Supplied entries —
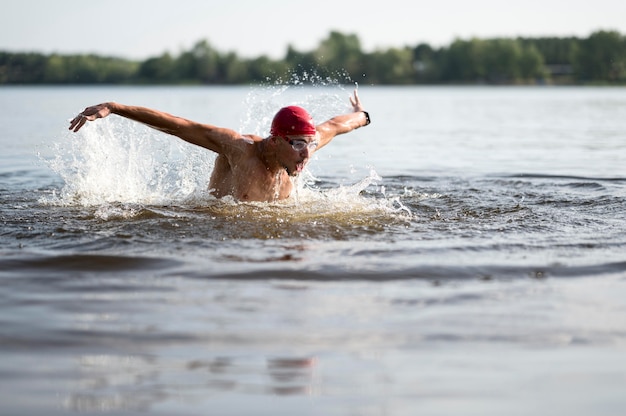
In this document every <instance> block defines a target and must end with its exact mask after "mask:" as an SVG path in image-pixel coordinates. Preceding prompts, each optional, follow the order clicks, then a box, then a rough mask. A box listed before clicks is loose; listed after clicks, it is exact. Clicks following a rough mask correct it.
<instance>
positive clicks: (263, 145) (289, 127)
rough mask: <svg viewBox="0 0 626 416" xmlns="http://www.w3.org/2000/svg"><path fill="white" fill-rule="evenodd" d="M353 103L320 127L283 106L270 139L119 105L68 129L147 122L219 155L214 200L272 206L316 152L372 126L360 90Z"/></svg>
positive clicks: (307, 113) (216, 172) (300, 109)
mask: <svg viewBox="0 0 626 416" xmlns="http://www.w3.org/2000/svg"><path fill="white" fill-rule="evenodd" d="M350 104H351V105H352V112H351V113H347V114H343V115H339V116H335V117H333V118H331V119H330V120H327V121H325V122H323V123H322V124H319V125H317V126H316V125H315V124H314V123H313V119H312V118H311V116H310V115H309V113H308V112H307V111H306V110H305V109H303V108H302V107H298V106H288V107H284V108H282V109H280V110H279V111H278V112H277V113H276V115H275V116H274V119H273V121H272V126H271V129H270V135H269V137H266V138H263V137H260V136H256V135H253V134H245V135H241V134H240V133H237V132H236V131H234V130H231V129H228V128H223V127H217V126H214V125H210V124H203V123H198V122H195V121H192V120H187V119H185V118H181V117H176V116H173V115H171V114H168V113H165V112H162V111H158V110H154V109H151V108H146V107H138V106H130V105H124V104H119V103H115V102H108V103H103V104H98V105H94V106H91V107H87V108H86V109H85V110H84V111H83V112H81V113H80V114H78V115H77V116H76V117H75V118H74V119H73V120H72V121H70V127H69V129H70V130H73V131H74V132H77V131H78V130H80V128H81V127H83V126H84V125H85V123H86V122H87V121H94V120H96V119H98V118H104V117H107V116H108V115H110V114H116V115H118V116H121V117H125V118H128V119H130V120H133V121H137V122H139V123H143V124H145V125H147V126H149V127H151V128H153V129H156V130H159V131H161V132H163V133H167V134H171V135H173V136H176V137H179V138H181V139H183V140H184V141H186V142H189V143H192V144H195V145H197V146H200V147H203V148H205V149H208V150H211V151H213V152H215V153H217V158H216V159H215V166H214V168H213V172H212V174H211V178H210V182H209V188H210V192H211V193H212V194H213V195H214V196H216V197H218V198H221V197H224V196H227V195H230V196H232V197H233V198H235V199H237V200H239V201H264V202H271V201H275V200H282V199H286V198H289V196H290V195H291V191H292V190H293V183H292V181H291V177H295V176H297V175H298V174H300V173H301V172H302V170H303V169H304V167H305V166H306V164H307V163H308V162H309V160H310V159H311V156H312V155H313V153H315V152H316V151H318V150H320V149H321V148H322V147H324V146H326V145H327V144H328V143H330V142H331V140H333V138H334V137H335V136H338V135H340V134H345V133H348V132H351V131H352V130H355V129H358V128H359V127H363V126H367V125H368V124H370V117H369V114H368V113H367V111H365V110H364V109H363V106H362V104H361V101H360V100H359V95H358V94H357V90H356V89H355V90H354V95H353V96H350Z"/></svg>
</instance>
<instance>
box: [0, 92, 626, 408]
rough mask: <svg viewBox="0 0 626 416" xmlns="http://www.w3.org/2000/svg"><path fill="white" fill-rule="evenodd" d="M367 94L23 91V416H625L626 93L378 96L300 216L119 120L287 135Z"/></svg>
mask: <svg viewBox="0 0 626 416" xmlns="http://www.w3.org/2000/svg"><path fill="white" fill-rule="evenodd" d="M350 90H351V87H345V86H340V85H323V86H322V85H319V86H316V87H296V86H289V87H276V86H268V87H251V88H247V87H246V88H242V87H238V88H218V87H214V88H199V87H188V88H169V87H158V88H157V87H149V88H126V87H124V88H122V87H116V88H3V89H2V90H1V91H0V92H1V94H0V109H1V110H2V111H0V127H1V129H0V131H1V132H2V133H1V134H2V136H1V139H0V140H1V143H2V147H3V149H4V150H3V152H2V154H1V155H0V220H1V221H2V231H1V234H0V241H1V245H0V280H1V282H2V284H1V285H0V305H1V308H0V354H1V355H2V360H1V361H0V403H1V404H2V408H3V409H5V410H4V411H6V412H7V414H17V415H19V414H24V415H26V414H28V415H31V414H46V415H52V414H72V413H84V414H103V413H104V414H139V413H140V414H146V413H153V414H168V415H169V414H184V415H200V414H203V415H204V414H220V415H239V414H268V415H270V414H271V415H276V414H315V415H317V414H337V415H345V414H358V415H387V414H393V415H403V414H407V415H409V414H410V415H413V414H417V413H423V414H435V415H436V414H441V415H448V414H459V413H462V414H476V415H485V414H494V415H495V414H498V415H499V414H513V415H517V414H519V415H526V414H529V413H531V412H532V413H540V414H568V415H587V414H606V415H613V414H614V415H617V414H621V413H622V409H623V408H624V405H625V404H626V400H625V399H624V396H623V391H624V388H626V376H625V374H626V361H625V360H624V358H623V357H624V353H625V351H626V349H625V345H626V342H625V341H626V318H625V317H626V301H624V299H626V287H625V278H626V258H625V256H624V253H625V248H626V237H625V235H626V232H625V231H626V202H625V201H626V199H625V198H626V171H625V168H624V166H626V140H625V139H626V135H625V133H624V132H625V131H626V118H624V117H623V114H624V111H625V110H626V89H623V88H486V87H466V88H458V87H426V88H419V87H410V88H374V87H362V88H360V95H361V98H362V100H363V102H364V104H365V105H366V107H367V109H368V111H369V112H370V114H371V116H372V124H371V125H370V126H368V127H367V128H363V129H359V130H357V131H355V132H353V133H350V134H349V135H345V136H340V137H338V138H336V139H335V141H334V142H333V143H332V144H331V145H330V146H328V147H327V148H325V149H323V150H322V151H320V152H319V153H318V154H317V155H316V157H315V160H313V161H312V162H311V164H310V166H309V168H308V171H307V173H306V174H305V175H303V177H302V178H300V179H299V181H298V184H297V185H298V186H297V189H298V190H297V192H296V193H295V194H294V196H293V198H291V199H290V200H288V201H286V202H284V203H276V204H257V203H250V204H243V203H236V202H234V201H230V200H215V199H214V198H212V197H211V196H210V195H209V194H208V192H207V189H206V187H207V184H208V175H209V173H210V170H211V167H212V163H213V155H212V154H210V153H208V152H206V151H204V150H202V149H199V148H194V147H193V146H191V145H188V144H185V143H182V142H180V141H179V140H177V139H175V138H171V137H167V136H165V135H163V134H160V133H157V132H154V131H151V130H149V129H148V128H146V127H144V126H141V125H137V124H133V123H130V122H128V121H125V120H122V119H120V118H116V117H110V118H108V119H106V120H100V121H98V122H96V123H91V124H90V125H88V126H87V127H86V128H84V129H83V130H81V132H80V133H78V134H72V133H69V132H67V130H66V129H67V126H68V120H69V119H70V118H72V117H73V116H74V115H75V114H76V113H77V112H78V111H80V110H82V108H84V107H85V106H87V105H91V104H95V103H98V102H101V101H105V100H116V101H120V102H124V103H128V104H139V105H147V106H151V107H155V108H159V109H162V110H164V111H168V112H171V113H174V114H177V115H181V116H185V117H188V118H192V119H195V120H199V121H204V122H209V123H215V124H217V125H224V126H228V127H233V128H236V129H238V130H241V131H242V132H252V133H257V134H262V135H263V134H266V133H267V130H268V129H269V122H270V120H271V117H272V114H273V112H274V111H275V109H277V108H279V107H280V106H282V105H286V104H294V103H295V104H300V105H304V106H306V107H307V108H309V109H310V110H311V112H312V114H313V117H314V118H315V119H316V121H323V120H324V119H326V118H328V117H330V116H332V115H333V114H336V113H339V112H342V111H347V110H348V105H347V104H348V95H349V93H350Z"/></svg>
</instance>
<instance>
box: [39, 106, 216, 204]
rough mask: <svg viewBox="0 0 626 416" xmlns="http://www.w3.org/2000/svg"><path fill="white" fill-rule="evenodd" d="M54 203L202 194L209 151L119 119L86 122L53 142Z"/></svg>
mask: <svg viewBox="0 0 626 416" xmlns="http://www.w3.org/2000/svg"><path fill="white" fill-rule="evenodd" d="M55 154H56V156H55V158H54V159H53V160H51V161H49V165H50V167H51V169H52V170H53V171H54V172H56V173H57V174H58V175H59V176H60V177H61V178H62V179H63V181H64V183H65V185H64V186H63V188H62V189H61V191H60V194H59V195H55V196H53V197H51V198H49V199H48V200H46V201H42V202H45V203H50V204H58V205H82V206H98V205H102V204H109V203H114V202H122V203H134V204H171V203H183V202H185V201H187V200H190V199H194V198H197V197H198V196H201V195H204V196H206V194H207V193H208V192H207V185H208V180H209V175H210V172H211V169H212V167H213V160H214V155H212V154H210V153H209V152H206V151H203V150H201V149H199V148H198V149H196V148H194V146H192V145H190V144H187V143H184V142H182V141H179V140H172V138H170V137H167V136H164V135H162V134H160V133H158V132H155V131H152V130H150V129H149V128H148V127H145V126H143V125H140V124H137V123H133V122H131V121H128V120H124V119H113V118H108V119H104V120H98V121H97V122H95V123H90V125H89V126H87V127H86V128H83V129H82V130H81V131H80V132H79V133H77V134H74V133H68V136H67V137H66V140H65V141H63V142H59V143H57V144H56V150H55Z"/></svg>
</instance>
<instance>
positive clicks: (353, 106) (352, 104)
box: [350, 88, 363, 113]
mask: <svg viewBox="0 0 626 416" xmlns="http://www.w3.org/2000/svg"><path fill="white" fill-rule="evenodd" d="M350 104H352V109H353V110H354V112H355V113H356V112H359V111H363V106H362V105H361V100H359V93H358V92H357V89H356V88H355V89H354V96H352V95H351V96H350Z"/></svg>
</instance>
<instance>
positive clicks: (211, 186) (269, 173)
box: [209, 156, 293, 202]
mask: <svg viewBox="0 0 626 416" xmlns="http://www.w3.org/2000/svg"><path fill="white" fill-rule="evenodd" d="M209 187H210V188H211V189H212V192H213V194H214V195H215V196H217V197H219V198H221V197H224V196H227V195H231V196H233V197H234V198H235V199H238V200H240V201H266V202H271V201H277V200H281V199H286V198H288V197H289V195H290V194H291V190H292V188H293V184H292V182H291V179H290V178H289V175H287V172H286V171H284V170H280V171H279V172H277V173H272V172H269V171H268V170H267V169H266V168H265V165H263V163H261V162H260V161H258V160H255V159H251V160H242V161H240V162H239V163H238V165H237V166H231V164H230V163H229V161H228V160H227V159H226V158H225V157H222V156H218V157H217V159H216V160H215V168H214V170H213V174H212V175H211V182H210V185H209Z"/></svg>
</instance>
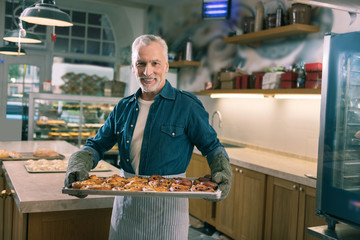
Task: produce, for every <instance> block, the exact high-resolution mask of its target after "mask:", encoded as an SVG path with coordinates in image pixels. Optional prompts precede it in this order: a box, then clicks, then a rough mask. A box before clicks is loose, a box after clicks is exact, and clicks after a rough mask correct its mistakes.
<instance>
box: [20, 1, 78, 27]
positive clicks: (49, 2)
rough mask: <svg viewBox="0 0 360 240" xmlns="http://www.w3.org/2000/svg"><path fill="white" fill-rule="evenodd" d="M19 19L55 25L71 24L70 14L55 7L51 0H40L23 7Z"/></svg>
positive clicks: (26, 20) (26, 21)
mask: <svg viewBox="0 0 360 240" xmlns="http://www.w3.org/2000/svg"><path fill="white" fill-rule="evenodd" d="M19 19H20V20H22V21H25V22H29V23H32V24H39V25H47V26H57V27H71V26H73V23H72V22H71V19H70V16H69V15H68V14H67V13H65V12H63V11H61V10H60V9H59V8H58V7H56V6H55V3H54V1H53V0H42V2H41V3H36V4H35V6H32V7H28V8H25V10H24V11H23V12H22V13H21V15H20V17H19Z"/></svg>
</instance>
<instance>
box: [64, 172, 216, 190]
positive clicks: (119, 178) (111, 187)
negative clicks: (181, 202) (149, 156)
mask: <svg viewBox="0 0 360 240" xmlns="http://www.w3.org/2000/svg"><path fill="white" fill-rule="evenodd" d="M207 180H208V181H209V182H211V179H210V178H207ZM101 186H103V187H101ZM71 188H73V189H83V190H112V191H134V192H139V191H153V192H215V190H216V189H217V184H216V183H214V182H211V184H210V183H209V184H207V185H205V184H204V182H203V181H201V182H199V183H198V184H193V181H192V180H190V179H187V178H171V179H168V178H164V177H162V176H160V175H152V176H150V177H148V178H145V177H142V176H135V177H129V178H124V177H121V176H119V175H117V174H114V175H112V176H110V177H107V178H101V177H97V176H95V175H91V176H90V177H89V178H88V179H86V180H84V181H78V182H74V183H72V185H71Z"/></svg>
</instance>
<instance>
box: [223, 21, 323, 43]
mask: <svg viewBox="0 0 360 240" xmlns="http://www.w3.org/2000/svg"><path fill="white" fill-rule="evenodd" d="M318 31H319V27H318V26H312V25H306V24H292V25H286V26H283V27H277V28H271V29H267V30H263V31H259V32H252V33H246V34H243V35H239V36H234V37H228V38H224V39H223V41H224V42H225V43H236V44H246V43H257V42H262V41H266V40H273V39H278V38H285V37H290V36H296V35H302V34H308V33H315V32H318Z"/></svg>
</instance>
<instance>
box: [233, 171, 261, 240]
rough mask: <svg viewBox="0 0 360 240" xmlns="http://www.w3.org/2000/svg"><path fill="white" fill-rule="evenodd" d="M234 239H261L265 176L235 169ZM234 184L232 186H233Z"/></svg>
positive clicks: (250, 172) (257, 239) (248, 239)
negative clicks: (234, 237)
mask: <svg viewBox="0 0 360 240" xmlns="http://www.w3.org/2000/svg"><path fill="white" fill-rule="evenodd" d="M235 184H236V185H238V186H237V187H236V188H237V191H236V195H235V199H236V201H237V202H236V204H235V211H234V212H235V214H236V217H235V238H236V239H242V240H260V239H263V235H264V234H263V233H264V230H263V229H264V218H265V192H266V175H265V174H263V173H259V172H255V171H252V170H248V169H244V168H240V167H236V168H235ZM235 184H234V185H235Z"/></svg>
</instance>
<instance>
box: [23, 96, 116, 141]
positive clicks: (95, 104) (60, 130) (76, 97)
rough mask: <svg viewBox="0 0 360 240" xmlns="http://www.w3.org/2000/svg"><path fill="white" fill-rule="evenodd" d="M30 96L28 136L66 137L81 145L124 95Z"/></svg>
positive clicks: (102, 122) (31, 137) (29, 105)
mask: <svg viewBox="0 0 360 240" xmlns="http://www.w3.org/2000/svg"><path fill="white" fill-rule="evenodd" d="M28 97H29V106H28V108H29V118H28V119H29V121H28V134H27V135H28V140H65V141H67V142H69V143H71V144H74V145H76V146H78V147H80V146H81V145H83V144H84V143H85V142H86V139H88V138H89V137H93V136H95V135H96V133H97V130H98V129H99V128H100V127H101V126H102V125H103V124H104V122H105V120H106V118H107V117H108V115H109V114H110V112H111V111H112V110H113V108H114V106H115V105H116V104H117V103H118V101H119V100H120V99H121V98H115V97H97V96H75V95H58V94H44V93H30V94H29V96H28ZM115 148H116V147H115Z"/></svg>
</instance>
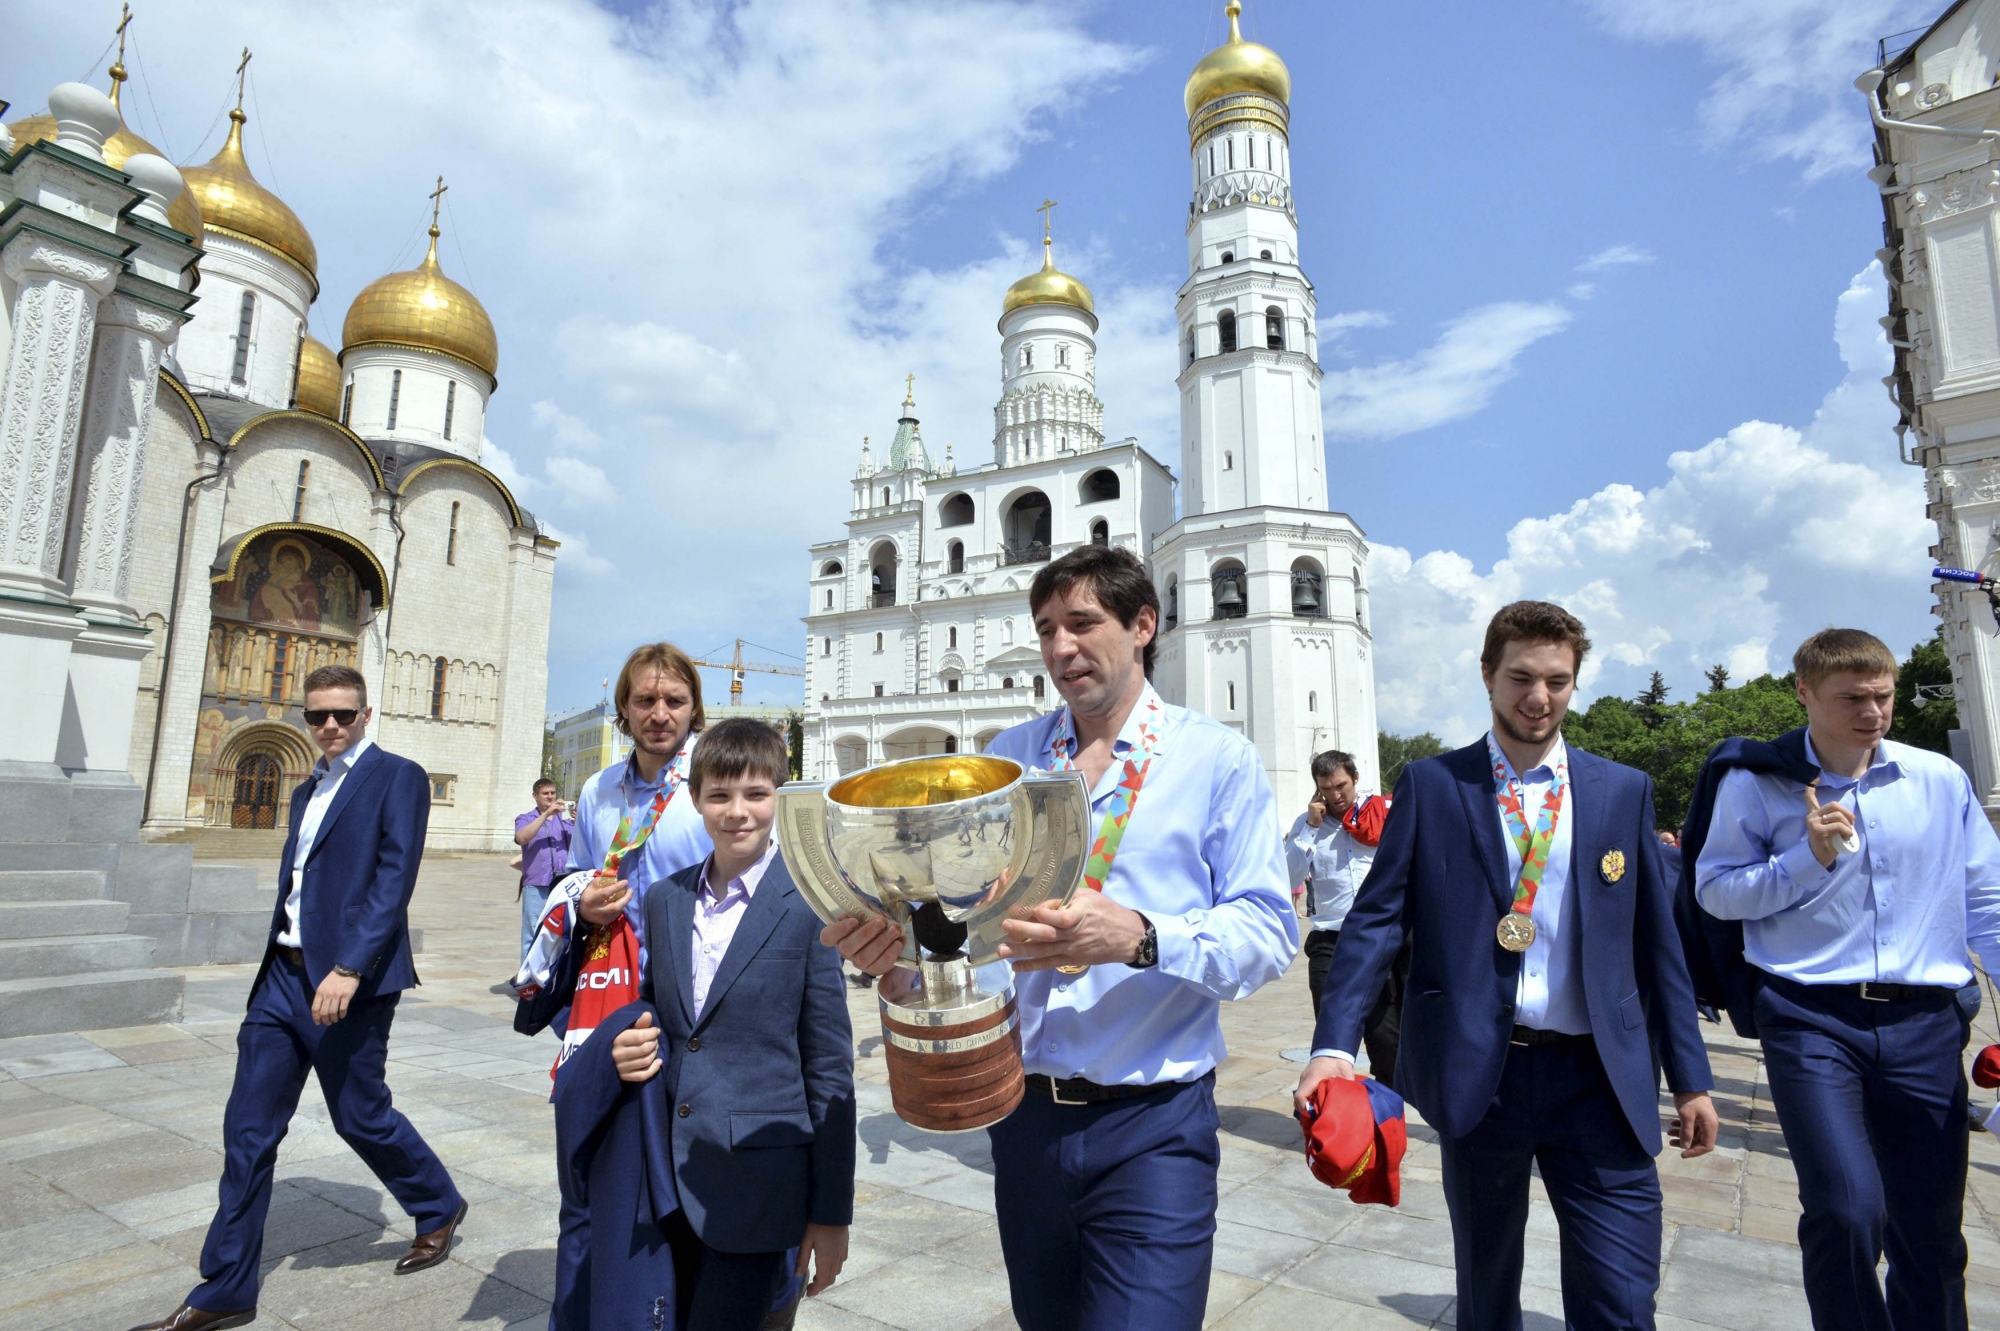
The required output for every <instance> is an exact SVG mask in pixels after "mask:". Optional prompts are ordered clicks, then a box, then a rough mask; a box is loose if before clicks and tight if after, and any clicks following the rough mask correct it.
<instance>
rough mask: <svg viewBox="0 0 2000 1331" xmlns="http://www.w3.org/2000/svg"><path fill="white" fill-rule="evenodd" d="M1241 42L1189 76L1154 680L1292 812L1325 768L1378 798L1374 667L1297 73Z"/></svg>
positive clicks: (1278, 800)
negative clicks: (1327, 423)
mask: <svg viewBox="0 0 2000 1331" xmlns="http://www.w3.org/2000/svg"><path fill="white" fill-rule="evenodd" d="M1226 12H1228V20H1230V36H1228V40H1226V42H1224V44H1222V46H1218V48H1216V50H1212V52H1208V54H1206V56H1204V58H1202V62H1200V64H1196V66H1194V72H1192V74H1190V76H1188V88H1186V112H1188V152H1190V168H1192V190H1194V194H1192V200H1190V202H1188V280H1186V282H1184V284H1182V288H1180V298H1178V304H1176V314H1178V320H1180V374H1178V380H1176V384H1178V388H1180V470H1182V492H1180V522H1176V524H1174V526H1172V528H1168V530H1166V532H1164V534H1162V536H1160V542H1158V546H1156V548H1154V578H1156V580H1158V586H1160V604H1162V608H1164V624H1162V638H1160V652H1158V667H1156V683H1158V687H1160V693H1162V695H1164V697H1168V701H1176V703H1182V705H1186V707H1194V709H1196V711H1206V713H1208V715H1214V717H1216V719H1220V721H1222V723H1224V725H1230V727H1232V729H1238V731H1242V733H1244V737H1248V739H1250V741H1252V743H1254V745H1256V747H1258V751H1260V755H1262V757H1264V765H1266V771H1268V773H1270V779H1272V787H1274V791H1276V795H1278V805H1280V813H1282V815H1286V817H1290V811H1296V809H1302V807H1304V801H1306V797H1308V789H1310V783H1312V777H1310V763H1312V755H1314V753H1318V751H1322V749H1346V751H1350V753H1354V759H1356V765H1358V767H1360V771H1362V785H1364V787H1372V785H1374V781H1376V719H1374V662H1372V644H1370V634H1368V590H1366V584H1364V568H1366V560H1368V546H1366V540H1364V538H1362V532H1360V528H1358V526H1354V520H1350V518H1348V516H1346V514H1336V512H1328V484H1326V444H1324V440H1320V430H1322V426H1320V420H1322V416H1320V364H1318V334H1316V318H1318V306H1316V300H1314V288H1312V284H1310V282H1308V280H1306V274H1304V270H1302V268H1300V266H1298V212H1296V208H1294V204H1292V124H1290V100H1292V76H1290V70H1286V66H1284V60H1280V58H1278V54H1276V52H1274V50H1270V48H1268V46H1260V44H1256V42H1248V40H1244V36H1242V4H1240V0H1230V4H1228V6H1226Z"/></svg>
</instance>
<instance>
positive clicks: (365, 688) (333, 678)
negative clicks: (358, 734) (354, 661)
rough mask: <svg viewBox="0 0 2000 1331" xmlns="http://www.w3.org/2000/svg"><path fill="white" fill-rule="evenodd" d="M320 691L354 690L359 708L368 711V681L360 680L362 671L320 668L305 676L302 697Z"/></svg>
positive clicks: (344, 667)
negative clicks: (357, 698) (361, 707)
mask: <svg viewBox="0 0 2000 1331" xmlns="http://www.w3.org/2000/svg"><path fill="white" fill-rule="evenodd" d="M320 689H354V695H356V697H358V699H360V707H362V709H364V711H366V709H368V681H366V679H362V671H358V669H354V667H352V665H320V667H318V669H314V671H312V673H310V675H306V687H304V691H302V693H300V695H302V697H312V695H314V693H318V691H320Z"/></svg>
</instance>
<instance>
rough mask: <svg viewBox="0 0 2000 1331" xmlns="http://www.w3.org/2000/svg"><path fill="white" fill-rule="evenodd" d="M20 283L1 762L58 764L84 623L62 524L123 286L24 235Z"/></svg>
mask: <svg viewBox="0 0 2000 1331" xmlns="http://www.w3.org/2000/svg"><path fill="white" fill-rule="evenodd" d="M0 272H6V276H8V278H10V280H12V282H16V284H18V286H16V296H14V310H12V340H10V346H8V356H6V374H4V380H0V677H4V679H8V685H10V691H12V705H8V707H6V709H4V711H0V761H18V763H52V761H54V759H56V747H58V735H60V731H62V725H64V713H66V695H68V673H70V646H72V644H74V642H76V636H78V634H80V632H82V630H84V622H82V620H80V618H78V616H76V610H74V608H72V606H70V604H68V598H66V588H64V586H62V578H60V574H62V520H64V512H66V508H68V502H70V476H72V472H74V466H76V436H78V426H80V422H82V412H84V384H86V380H88V374H90V342H92V334H94V328H96V308H98V300H102V296H104V294H106V292H110V288H112V282H114V280H116V278H118V272H116V266H114V264H112V262H108V260H104V258H102V256H98V254H90V252H88V250H82V248H78V246H68V244H64V242H60V240H54V238H50V236H38V234H32V232H20V234H16V236H14V240H12V242H10V244H8V246H6V250H0Z"/></svg>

Brief —
The answer is every line in the data where the word "pixels" appears.

Expected answer —
Task: produce, for every <instance> block, the exact high-resolution mask of its target after "mask:", encoded as an SVG path with coordinates in image pixels. Optional prompts precede it in this order: a box, then clicks, then a rough mask. A box before clicks is loose, a box after clicks is exact, and clicks after a rough mask correct its mistakes.
The required output for every <instance> is an exact SVG mask in pixels after "mask:". Optional prompts are ordered clicks, then a box, then a rough mask; a box is loose if before clicks and tight if after, and any clicks following the rough mask correct it.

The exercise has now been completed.